##### Records supplied #####

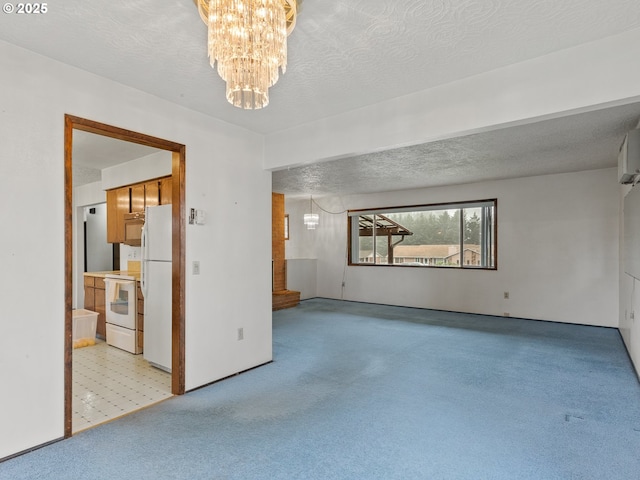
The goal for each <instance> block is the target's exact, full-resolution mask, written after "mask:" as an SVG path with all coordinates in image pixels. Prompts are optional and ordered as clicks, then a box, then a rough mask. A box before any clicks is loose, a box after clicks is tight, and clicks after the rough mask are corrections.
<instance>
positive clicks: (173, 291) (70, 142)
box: [64, 114, 186, 438]
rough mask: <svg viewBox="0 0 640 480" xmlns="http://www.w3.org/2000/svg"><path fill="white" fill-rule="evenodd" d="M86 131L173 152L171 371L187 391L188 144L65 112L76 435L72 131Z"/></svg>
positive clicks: (72, 379)
mask: <svg viewBox="0 0 640 480" xmlns="http://www.w3.org/2000/svg"><path fill="white" fill-rule="evenodd" d="M74 129H76V130H82V131H85V132H90V133H95V134H98V135H103V136H106V137H111V138H115V139H118V140H124V141H127V142H133V143H137V144H140V145H146V146H148V147H154V148H159V149H162V150H168V151H171V152H173V155H172V161H171V172H172V183H173V184H172V204H173V208H172V211H173V227H172V241H173V244H172V246H173V250H172V260H173V264H172V277H173V278H172V313H171V315H172V362H171V365H172V374H171V393H173V394H174V395H182V394H184V393H185V290H184V284H185V282H184V278H185V245H186V241H185V239H186V232H185V230H186V228H185V226H186V219H185V212H186V208H185V172H186V166H185V162H186V156H185V155H186V148H185V146H184V145H182V144H179V143H175V142H171V141H169V140H164V139H161V138H157V137H152V136H150V135H145V134H143V133H138V132H133V131H131V130H125V129H122V128H119V127H114V126H112V125H107V124H104V123H99V122H95V121H93V120H87V119H85V118H80V117H75V116H73V115H67V114H65V116H64V179H65V180H64V182H65V188H64V190H65V199H64V222H65V226H64V229H65V231H64V238H65V253H64V258H65V268H64V277H65V278H64V285H65V315H64V319H65V320H64V325H65V326H64V335H65V338H64V436H65V438H68V437H70V436H71V434H72V427H73V426H72V418H73V411H72V398H73V396H72V385H73V379H72V374H73V365H72V354H73V350H72V348H73V345H72V343H73V326H72V325H73V324H72V313H71V309H72V305H73V180H72V161H73V159H72V153H73V130H74Z"/></svg>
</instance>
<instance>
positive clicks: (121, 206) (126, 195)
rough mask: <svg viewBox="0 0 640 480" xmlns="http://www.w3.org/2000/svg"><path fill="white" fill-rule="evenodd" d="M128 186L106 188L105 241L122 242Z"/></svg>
mask: <svg viewBox="0 0 640 480" xmlns="http://www.w3.org/2000/svg"><path fill="white" fill-rule="evenodd" d="M129 209H130V191H129V187H121V188H116V189H115V190H107V242H108V243H123V242H124V214H125V213H129V211H130V210H129Z"/></svg>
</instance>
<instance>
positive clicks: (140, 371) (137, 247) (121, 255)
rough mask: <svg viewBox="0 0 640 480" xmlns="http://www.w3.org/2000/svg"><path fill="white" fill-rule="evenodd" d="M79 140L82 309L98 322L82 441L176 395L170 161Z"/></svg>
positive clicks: (74, 382) (79, 368)
mask: <svg viewBox="0 0 640 480" xmlns="http://www.w3.org/2000/svg"><path fill="white" fill-rule="evenodd" d="M79 133H81V134H80V135H74V154H73V155H74V156H73V158H74V184H75V185H74V203H75V209H74V213H75V214H76V215H74V216H75V217H76V218H75V219H74V224H75V227H76V228H75V231H76V233H77V236H76V239H77V241H75V242H74V260H75V261H74V272H75V276H74V306H76V308H77V309H84V310H89V311H92V312H96V313H97V321H96V338H95V342H94V343H95V345H91V344H90V346H88V347H83V348H74V350H73V387H72V390H73V401H72V403H73V405H72V410H73V420H72V424H73V431H74V432H77V431H79V430H82V429H84V428H88V427H91V426H94V425H97V424H99V423H102V422H104V421H108V420H110V419H112V418H117V417H119V416H121V415H123V414H126V413H129V412H130V411H133V410H137V409H138V408H142V407H144V406H147V405H149V404H151V403H155V402H157V401H159V400H162V399H164V398H168V397H170V396H171V375H170V371H171V228H172V208H171V186H172V183H171V153H170V152H166V151H161V150H157V149H152V148H150V147H144V146H141V145H135V144H131V143H128V142H124V141H120V140H114V139H108V138H107V137H101V136H98V135H94V134H89V133H85V132H79ZM96 151H97V152H99V153H98V154H97V153H96ZM87 152H91V154H88V153H87ZM101 155H102V157H103V158H104V157H107V158H108V159H109V161H110V163H111V164H109V163H107V164H106V165H107V166H104V167H102V166H103V165H105V163H104V160H100V157H101ZM132 157H133V158H132ZM113 158H119V159H121V161H117V162H116V161H114V160H111V159H113ZM85 159H89V160H85ZM122 159H124V161H122ZM88 165H90V167H88ZM100 167H102V168H100ZM76 178H77V183H76V182H75V181H76ZM105 200H106V202H105ZM83 219H84V221H83ZM143 227H144V228H143ZM143 230H144V232H145V233H144V238H143Z"/></svg>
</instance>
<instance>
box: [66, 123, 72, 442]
mask: <svg viewBox="0 0 640 480" xmlns="http://www.w3.org/2000/svg"><path fill="white" fill-rule="evenodd" d="M72 150H73V121H72V120H71V119H70V118H67V117H66V116H65V118H64V437H65V438H67V437H70V436H71V430H72V424H71V422H72V419H73V409H72V401H73V393H72V386H73V378H72V373H73V368H72V367H73V364H72V355H73V320H72V313H71V309H72V307H73V178H72V172H73V169H72V164H71V161H72V158H71V153H72Z"/></svg>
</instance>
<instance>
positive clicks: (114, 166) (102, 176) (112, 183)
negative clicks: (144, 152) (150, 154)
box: [102, 150, 171, 190]
mask: <svg viewBox="0 0 640 480" xmlns="http://www.w3.org/2000/svg"><path fill="white" fill-rule="evenodd" d="M167 175H171V152H167V151H164V150H163V151H161V152H155V153H152V154H151V155H146V156H144V157H140V158H136V159H135V160H131V161H129V162H126V163H121V164H119V165H114V166H113V167H109V168H105V169H103V170H102V188H103V190H109V189H111V188H116V187H121V186H123V185H131V184H132V183H139V182H144V181H146V180H151V179H153V178H159V177H165V176H167Z"/></svg>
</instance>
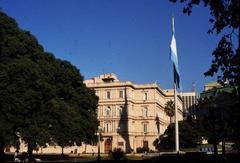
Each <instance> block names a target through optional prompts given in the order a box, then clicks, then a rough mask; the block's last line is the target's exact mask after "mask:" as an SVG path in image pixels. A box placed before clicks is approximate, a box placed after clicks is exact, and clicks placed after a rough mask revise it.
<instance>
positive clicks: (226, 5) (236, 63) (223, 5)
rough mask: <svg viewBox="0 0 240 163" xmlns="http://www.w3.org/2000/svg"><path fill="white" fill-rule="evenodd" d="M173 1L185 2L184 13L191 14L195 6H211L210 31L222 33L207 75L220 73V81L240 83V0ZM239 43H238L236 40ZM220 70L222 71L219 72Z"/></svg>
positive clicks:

#####

# What this task involves
Would you transcribe, exactly, the lines running from the one that contains "1L185 2L184 13L191" through the final line of the listing above? Include both ends and nothing else.

# Task response
rough mask: <svg viewBox="0 0 240 163" xmlns="http://www.w3.org/2000/svg"><path fill="white" fill-rule="evenodd" d="M173 1L185 2L184 13L191 14L195 6H211L210 31L222 33L207 75L220 73V81L240 83V0ZM239 43H238L236 40ZM220 70L222 71L219 72Z"/></svg>
positive clicks:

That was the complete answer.